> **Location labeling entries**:
***

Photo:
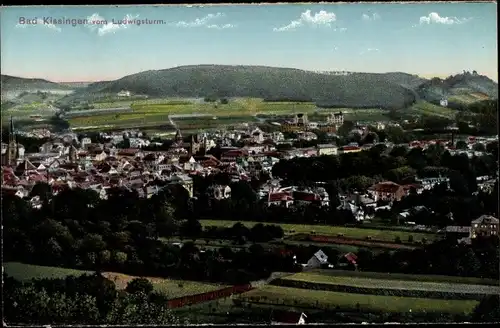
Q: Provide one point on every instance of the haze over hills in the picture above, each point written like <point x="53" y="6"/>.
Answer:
<point x="14" y="87"/>
<point x="459" y="85"/>
<point x="272" y="83"/>
<point x="355" y="90"/>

***

> **PROBLEM TO WORK ON**: Rewrite every line of the entries above, requests included, but add 116 to each x and y coordinate in the answer points. Leave the pictures out.

> **FINAL RESULT**:
Photo:
Q: Provide one point on every instance of the haze over hills in the picture above, each point written like <point x="53" y="6"/>.
Answer:
<point x="130" y="203"/>
<point x="575" y="201"/>
<point x="388" y="199"/>
<point x="471" y="206"/>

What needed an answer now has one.